▶ TASKS TO CARRY OUT
- a) Answer these questions about the blog post on practice models:
(i) Who first suggested working on a practice model?
(ii) In what practices had the author's agency given training?
(iii) During what season was the post written?
- b) In the blog post on practice models, swap "tinsel" for "garlands" and write out the passage that begins at the words "Armed with lots" and stops after "in their delivery.".

▶ EXTRACT PROVIDED
※ ※ ※
This blog is a continuation of the EBP Practice Models blog series started by this blog’s author Evan C. Crist, Psy.D. and other industry leading authorities on practice models, Brad Bogue, Matt Moore and Tom O’Connor.
When Brad Bogue first suggested we work on a “practice model” I was embarrassed to admit I had no idea what he was talking about. After a bit of research I realized that, while the term was foreign to me, the concept was not that complicated and was a logical extension of our agency’s evidence-based practices (EBP) training. I learned that practice models structure the use of various EBPs into a logical, coherent process to help practitioners identify the next necessary step in the intervention sequence.
Armed with lots of knowledge about EBP, but without a framework to identify and organize what techniques to use when, we recognized we did, indeed, need a practice model. Since I am writing this blog during the Christmas season, it seemed that we had lots of ornaments and tinsel but no tree on which to hang them. It became clear that without a practice model we would remain knowledgeable about EBP but unskilled in their delivery.
※ ※ ※
▶ EXTRACTED MATERIAL
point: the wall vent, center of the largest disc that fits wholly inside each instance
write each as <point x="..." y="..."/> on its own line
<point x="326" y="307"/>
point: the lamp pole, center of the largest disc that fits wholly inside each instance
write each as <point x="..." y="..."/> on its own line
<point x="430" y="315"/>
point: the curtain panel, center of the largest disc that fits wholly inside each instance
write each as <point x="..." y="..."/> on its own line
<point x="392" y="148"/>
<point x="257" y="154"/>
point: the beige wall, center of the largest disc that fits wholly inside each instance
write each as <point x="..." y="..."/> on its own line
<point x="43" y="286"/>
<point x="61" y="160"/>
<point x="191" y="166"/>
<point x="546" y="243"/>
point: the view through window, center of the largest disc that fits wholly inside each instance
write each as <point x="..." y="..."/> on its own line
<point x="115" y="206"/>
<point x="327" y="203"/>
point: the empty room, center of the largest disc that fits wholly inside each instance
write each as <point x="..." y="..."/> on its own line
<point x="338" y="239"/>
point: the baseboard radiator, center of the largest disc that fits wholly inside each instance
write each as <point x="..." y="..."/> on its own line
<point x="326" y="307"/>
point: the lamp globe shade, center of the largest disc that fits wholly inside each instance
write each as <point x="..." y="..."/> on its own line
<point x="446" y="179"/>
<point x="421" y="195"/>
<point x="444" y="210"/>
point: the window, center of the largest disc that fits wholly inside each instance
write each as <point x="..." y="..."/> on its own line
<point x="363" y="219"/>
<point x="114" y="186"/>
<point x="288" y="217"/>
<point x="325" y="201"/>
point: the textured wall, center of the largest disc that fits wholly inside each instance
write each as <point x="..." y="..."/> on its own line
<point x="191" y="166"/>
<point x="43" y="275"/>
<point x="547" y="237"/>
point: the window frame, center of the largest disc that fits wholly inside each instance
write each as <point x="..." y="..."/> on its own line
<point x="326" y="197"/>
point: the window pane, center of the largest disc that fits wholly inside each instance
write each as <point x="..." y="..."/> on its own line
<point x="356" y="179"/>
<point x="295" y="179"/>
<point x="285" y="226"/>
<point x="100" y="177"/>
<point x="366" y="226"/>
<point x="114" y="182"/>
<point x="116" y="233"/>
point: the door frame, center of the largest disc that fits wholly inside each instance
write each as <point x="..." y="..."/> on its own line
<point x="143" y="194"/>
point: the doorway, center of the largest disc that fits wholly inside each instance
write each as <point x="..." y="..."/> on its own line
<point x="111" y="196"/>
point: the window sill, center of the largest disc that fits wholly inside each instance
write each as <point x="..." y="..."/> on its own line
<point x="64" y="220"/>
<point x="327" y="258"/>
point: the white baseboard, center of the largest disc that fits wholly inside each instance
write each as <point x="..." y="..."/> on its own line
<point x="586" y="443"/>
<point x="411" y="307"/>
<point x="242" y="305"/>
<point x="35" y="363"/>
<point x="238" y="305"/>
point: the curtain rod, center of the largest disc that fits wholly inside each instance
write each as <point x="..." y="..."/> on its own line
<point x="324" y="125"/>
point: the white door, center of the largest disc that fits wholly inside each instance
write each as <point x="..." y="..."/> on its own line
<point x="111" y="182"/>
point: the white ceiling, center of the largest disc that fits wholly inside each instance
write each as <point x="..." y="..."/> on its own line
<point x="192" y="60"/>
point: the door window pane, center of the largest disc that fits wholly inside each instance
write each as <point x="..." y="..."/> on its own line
※ ※ ※
▶ TASK-BY-TASK OUTPUTS
- a)
(i) Brad Bogue
(ii) Evidence-based practices (EBP)
(iii) The Christmas season

- b)
Armed with lots of knowledge about EBP, but without a framework to identify and organize what techniques to use when, we recognized we did, indeed, need a practice model. Since I am writing this blog during the Christmas season, it seemed that we had lots of ornaments and garlands but no tree on which to hang them. It became clear that without a practice model we would remain knowledgeable about EBP but unskilled in their delivery.